Each line from the one with "pixel 161 441" through the last line of the records must be output exactly, both ends included.

§ Given records
◇ ◇ ◇ ◇ ◇ ◇ ◇

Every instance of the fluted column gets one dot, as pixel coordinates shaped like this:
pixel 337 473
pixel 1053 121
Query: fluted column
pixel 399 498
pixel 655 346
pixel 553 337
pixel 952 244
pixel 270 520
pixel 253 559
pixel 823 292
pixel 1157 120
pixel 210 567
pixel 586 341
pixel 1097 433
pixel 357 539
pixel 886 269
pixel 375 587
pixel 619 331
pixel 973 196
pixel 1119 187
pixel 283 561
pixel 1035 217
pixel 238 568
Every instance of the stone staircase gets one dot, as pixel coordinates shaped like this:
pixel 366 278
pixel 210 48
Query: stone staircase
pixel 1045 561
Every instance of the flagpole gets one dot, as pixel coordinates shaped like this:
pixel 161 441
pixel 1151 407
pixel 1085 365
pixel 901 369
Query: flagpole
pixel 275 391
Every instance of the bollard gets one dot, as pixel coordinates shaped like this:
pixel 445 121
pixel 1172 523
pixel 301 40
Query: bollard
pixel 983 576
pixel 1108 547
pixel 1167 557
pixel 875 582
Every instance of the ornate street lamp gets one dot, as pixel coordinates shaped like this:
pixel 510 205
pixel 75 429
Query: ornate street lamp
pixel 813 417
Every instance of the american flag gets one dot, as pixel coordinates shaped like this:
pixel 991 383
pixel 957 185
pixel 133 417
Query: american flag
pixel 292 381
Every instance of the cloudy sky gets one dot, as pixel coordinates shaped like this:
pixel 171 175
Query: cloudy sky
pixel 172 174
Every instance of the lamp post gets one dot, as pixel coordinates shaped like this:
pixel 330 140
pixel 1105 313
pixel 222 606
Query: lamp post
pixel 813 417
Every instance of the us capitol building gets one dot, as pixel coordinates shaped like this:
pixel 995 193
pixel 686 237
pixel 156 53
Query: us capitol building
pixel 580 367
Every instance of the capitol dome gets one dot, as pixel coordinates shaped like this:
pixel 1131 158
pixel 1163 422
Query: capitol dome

◇ ◇ ◇ ◇ ◇ ◇ ◇

§ Answer to this problem
pixel 161 441
pixel 1151 407
pixel 1085 365
pixel 901 369
Query: flagpole
pixel 275 391
Every instance of the bollard gets one dot, as pixel coordinates shaped like this:
pixel 445 121
pixel 1172 523
pixel 301 40
Query: bollard
pixel 983 576
pixel 1108 547
pixel 1167 557
pixel 875 582
Every instance of the ornate street lamp gets one dot, as pixel coordinates shaped like this:
pixel 510 205
pixel 75 429
Query: ornate street lamp
pixel 813 417
Every instance of the american flag gets one dot, as pixel coordinates shaped like this:
pixel 991 383
pixel 957 185
pixel 133 417
Query: american flag
pixel 292 381
Every instance of the cloudy sky gets one dot, as pixel coordinates shaped like this:
pixel 171 175
Query: cloudy sky
pixel 172 174
Every instance of the lamp post gets one dot, as pixel coordinates shaped like this:
pixel 330 140
pixel 1105 313
pixel 222 606
Query: lamp post
pixel 813 417
Every instance of the us capitol building gets one dot, as pixel coordinates shaped like this:
pixel 995 193
pixel 686 237
pixel 156 53
Query: us capitol building
pixel 580 367
Every instance of the capitol dome gets one dot, as pixel coordinates shaped like this:
pixel 1131 158
pixel 1163 422
Query: capitol dome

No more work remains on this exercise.